--- start ---

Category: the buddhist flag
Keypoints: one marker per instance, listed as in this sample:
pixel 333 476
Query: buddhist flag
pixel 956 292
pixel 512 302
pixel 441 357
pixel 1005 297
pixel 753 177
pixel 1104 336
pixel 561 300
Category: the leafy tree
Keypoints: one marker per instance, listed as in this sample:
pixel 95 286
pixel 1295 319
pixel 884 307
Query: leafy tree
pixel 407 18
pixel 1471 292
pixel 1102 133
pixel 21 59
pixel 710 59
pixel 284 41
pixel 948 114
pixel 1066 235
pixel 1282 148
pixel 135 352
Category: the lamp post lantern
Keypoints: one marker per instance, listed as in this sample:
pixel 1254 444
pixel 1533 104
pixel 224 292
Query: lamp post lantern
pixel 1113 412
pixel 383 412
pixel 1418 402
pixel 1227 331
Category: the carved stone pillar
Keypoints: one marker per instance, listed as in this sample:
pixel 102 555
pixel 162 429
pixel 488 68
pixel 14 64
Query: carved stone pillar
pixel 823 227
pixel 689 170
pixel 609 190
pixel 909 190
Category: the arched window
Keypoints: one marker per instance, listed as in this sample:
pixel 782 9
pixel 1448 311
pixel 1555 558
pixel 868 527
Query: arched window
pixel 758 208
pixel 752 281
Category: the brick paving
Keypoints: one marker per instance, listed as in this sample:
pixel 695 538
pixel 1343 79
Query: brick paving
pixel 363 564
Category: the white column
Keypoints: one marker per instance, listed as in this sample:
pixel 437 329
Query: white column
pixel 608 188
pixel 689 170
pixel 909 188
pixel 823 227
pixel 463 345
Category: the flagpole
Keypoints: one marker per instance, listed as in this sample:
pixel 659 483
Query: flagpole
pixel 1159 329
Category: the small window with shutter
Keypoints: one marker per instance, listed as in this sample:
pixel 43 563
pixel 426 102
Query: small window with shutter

--- end ---

Could you write out all of the entries above again, swapping every "Query" for "Target" and leaving everything else unchanged?

> [The output]
Category: the buddhist flag
Keypoints: one marker per instance, listed as in this sample:
pixel 333 476
Target: buddhist flag
pixel 956 292
pixel 512 302
pixel 441 357
pixel 1005 297
pixel 753 177
pixel 1104 336
pixel 561 300
Category: the leafy tree
Keypoints: one marker per instance, listed as in this sample:
pixel 95 286
pixel 1295 319
pixel 884 307
Target: leafy tree
pixel 407 18
pixel 1471 292
pixel 1102 133
pixel 21 59
pixel 710 59
pixel 284 41
pixel 948 114
pixel 1066 235
pixel 1282 148
pixel 135 352
Category: the lamp post lantern
Keypoints: one marker per instance, listed as in this sample:
pixel 1254 444
pixel 1533 104
pixel 224 292
Target: lamp post lantern
pixel 1113 412
pixel 383 412
pixel 1418 402
pixel 1227 331
Category: the carved stone pillar
Keypoints: one marker per instance, listed as in this sample:
pixel 102 555
pixel 162 429
pixel 488 68
pixel 14 64
Target: carved stone pillar
pixel 823 227
pixel 689 170
pixel 609 190
pixel 909 190
Category: the arched window
Keypoints: one marker per instance, listed as in this sample:
pixel 782 9
pixel 1448 311
pixel 1555 558
pixel 868 527
Target: arched window
pixel 758 208
pixel 752 281
Category: the brick paving
Keypoints: one marker per instance, listed as in this sample:
pixel 695 538
pixel 1343 79
Target: brick paving
pixel 363 564
Category: the white column
Keypoints: one marker per instance, listed as in this sample:
pixel 437 329
Target: white column
pixel 608 188
pixel 689 170
pixel 909 188
pixel 823 227
pixel 463 345
Category: the flagpole
Keypoints: one marker per instance, listed as in this sample:
pixel 659 483
Target: flagpole
pixel 1159 329
Category: the small window with shutter
Keypoints: one marker per instance, listed as in this sample:
pixel 43 563
pixel 426 102
Target: small window with shutter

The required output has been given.